[Records from a data source]
|---|

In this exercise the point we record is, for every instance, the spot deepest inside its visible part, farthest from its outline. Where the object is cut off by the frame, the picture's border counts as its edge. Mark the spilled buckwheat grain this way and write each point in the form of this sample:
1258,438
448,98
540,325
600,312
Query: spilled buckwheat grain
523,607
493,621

|---|

# [BRIEF]
Present the rows above as a Markdown table with the columns No. and Line, numbering each row in order and leaving out any blank lines.

# [ANSWER TO THIS PROBLEM]
| No. | Line |
|---|---|
| 1 | In this exercise the point we record is, for every instance, the spot deepest inside its visible part, farthest from its outline. Where the object is cut off by the frame, the picture's border counts as its edge. Mark the spilled buckwheat grain this way and write each point in the form of this sample: |
| 2 | 1258,438 |
| 3 | 448,98 |
| 4 | 540,325 |
| 5 | 600,312 |
| 6 | Query: spilled buckwheat grain |
| 7 | 523,607 |
| 8 | 493,621 |